# START OF Data to use
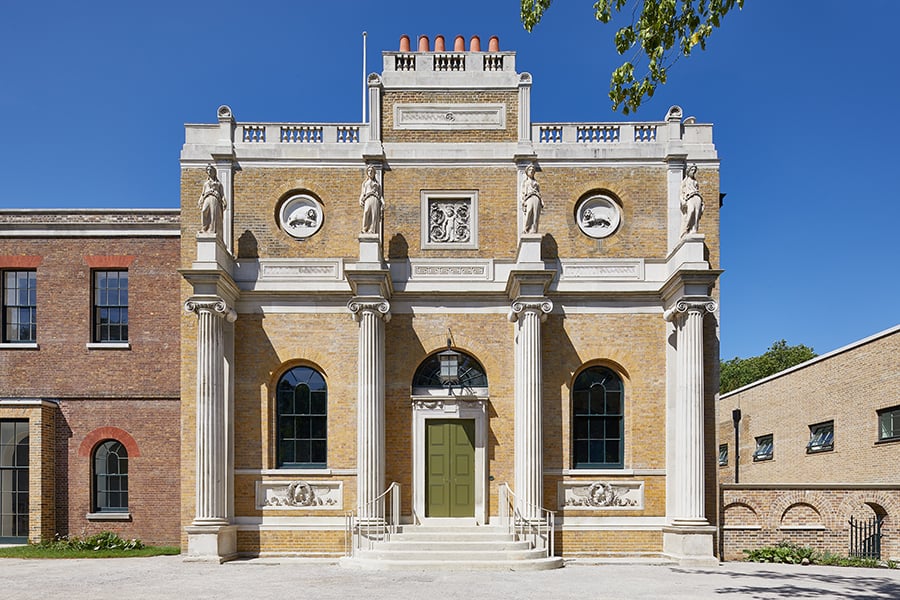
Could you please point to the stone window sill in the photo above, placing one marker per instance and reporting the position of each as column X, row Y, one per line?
column 109, row 346
column 110, row 516
column 18, row 346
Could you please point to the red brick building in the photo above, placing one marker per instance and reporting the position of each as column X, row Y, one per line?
column 89, row 374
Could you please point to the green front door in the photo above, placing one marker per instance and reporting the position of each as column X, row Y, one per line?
column 450, row 468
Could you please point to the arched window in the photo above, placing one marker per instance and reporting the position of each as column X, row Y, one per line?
column 110, row 477
column 598, row 422
column 302, row 420
column 462, row 374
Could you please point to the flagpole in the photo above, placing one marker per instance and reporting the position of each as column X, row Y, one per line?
column 364, row 77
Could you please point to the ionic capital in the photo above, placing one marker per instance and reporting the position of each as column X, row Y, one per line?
column 216, row 306
column 379, row 306
column 691, row 304
column 541, row 306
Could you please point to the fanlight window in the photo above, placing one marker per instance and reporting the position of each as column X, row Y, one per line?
column 436, row 374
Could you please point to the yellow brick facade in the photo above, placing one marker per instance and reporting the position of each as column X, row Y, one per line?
column 291, row 314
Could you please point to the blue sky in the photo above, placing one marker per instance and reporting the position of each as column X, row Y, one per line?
column 803, row 96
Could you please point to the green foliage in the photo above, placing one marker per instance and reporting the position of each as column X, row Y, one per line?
column 105, row 544
column 790, row 553
column 739, row 372
column 660, row 30
column 782, row 552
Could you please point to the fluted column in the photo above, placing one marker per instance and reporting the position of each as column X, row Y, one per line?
column 529, row 459
column 212, row 454
column 371, row 314
column 687, row 314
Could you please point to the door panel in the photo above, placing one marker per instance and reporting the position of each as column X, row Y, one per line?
column 450, row 464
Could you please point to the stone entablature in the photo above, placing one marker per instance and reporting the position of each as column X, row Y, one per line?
column 102, row 221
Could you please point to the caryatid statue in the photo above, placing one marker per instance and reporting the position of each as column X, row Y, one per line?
column 531, row 200
column 211, row 203
column 691, row 202
column 372, row 202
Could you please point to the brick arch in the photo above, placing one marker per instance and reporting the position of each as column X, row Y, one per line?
column 91, row 440
column 742, row 513
column 818, row 501
column 800, row 513
column 872, row 498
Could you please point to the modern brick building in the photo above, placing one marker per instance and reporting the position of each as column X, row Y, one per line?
column 485, row 362
column 806, row 449
column 89, row 384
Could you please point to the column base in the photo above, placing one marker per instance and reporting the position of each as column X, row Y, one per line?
column 691, row 546
column 211, row 543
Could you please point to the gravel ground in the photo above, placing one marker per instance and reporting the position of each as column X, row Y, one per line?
column 170, row 577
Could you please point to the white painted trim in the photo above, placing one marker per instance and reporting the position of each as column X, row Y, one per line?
column 110, row 516
column 18, row 346
column 606, row 472
column 27, row 402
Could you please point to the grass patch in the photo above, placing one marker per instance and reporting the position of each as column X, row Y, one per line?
column 103, row 545
column 793, row 554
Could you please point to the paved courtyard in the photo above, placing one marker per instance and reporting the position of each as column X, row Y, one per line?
column 170, row 577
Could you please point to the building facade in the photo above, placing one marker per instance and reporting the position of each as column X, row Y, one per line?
column 450, row 297
column 805, row 450
column 89, row 385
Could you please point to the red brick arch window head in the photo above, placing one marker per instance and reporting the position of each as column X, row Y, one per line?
column 108, row 433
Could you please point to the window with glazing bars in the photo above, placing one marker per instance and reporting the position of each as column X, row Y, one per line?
column 598, row 420
column 110, row 306
column 889, row 424
column 764, row 446
column 821, row 437
column 110, row 477
column 19, row 306
column 302, row 405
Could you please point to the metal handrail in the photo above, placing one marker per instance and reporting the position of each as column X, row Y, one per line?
column 537, row 525
column 379, row 520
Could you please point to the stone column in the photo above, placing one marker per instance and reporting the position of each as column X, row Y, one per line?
column 371, row 314
column 212, row 453
column 687, row 315
column 529, row 459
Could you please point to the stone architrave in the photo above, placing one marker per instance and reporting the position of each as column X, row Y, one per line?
column 528, row 314
column 212, row 454
column 687, row 315
column 371, row 314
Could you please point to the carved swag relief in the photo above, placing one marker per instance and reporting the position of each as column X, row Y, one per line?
column 450, row 221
# END OF Data to use
#### Exercise requirements
Format the stretch of items from the line containing "Could you please point to the paved" through the line containing "column 302, row 405", both included, as a Markdown table with columns No. and Entry. Number each line and skip any blank lines.

#### Answer to the exercise
| No. | Entry |
|---|---|
| 1 | Could you please point to the paved courtyard in the photo above, placing one marker per instance and reporting the position of each as column X, row Y, one per line? |
| 2 | column 170, row 577 |
| 3 | Could you please point to the building facade in the photo above, placing one marker per instance and reporting the position of each as column X, row Y, one per line? |
| 4 | column 450, row 297 |
| 5 | column 805, row 450 |
| 6 | column 89, row 385 |
| 7 | Could you please point to the red brick arch window head in the photo above, placing one marker per instance and reporting the position of each as column X, row Y, one per line? |
| 8 | column 108, row 433 |
| 9 | Could you please point to the window with glazing bars in the photo above, placing one marker per instance and reporting the position of each as column X, row Y, one per line? |
| 10 | column 598, row 420 |
| 11 | column 110, row 306 |
| 12 | column 889, row 424 |
| 13 | column 764, row 446 |
| 14 | column 821, row 437 |
| 15 | column 110, row 477 |
| 16 | column 19, row 306 |
| 17 | column 302, row 405 |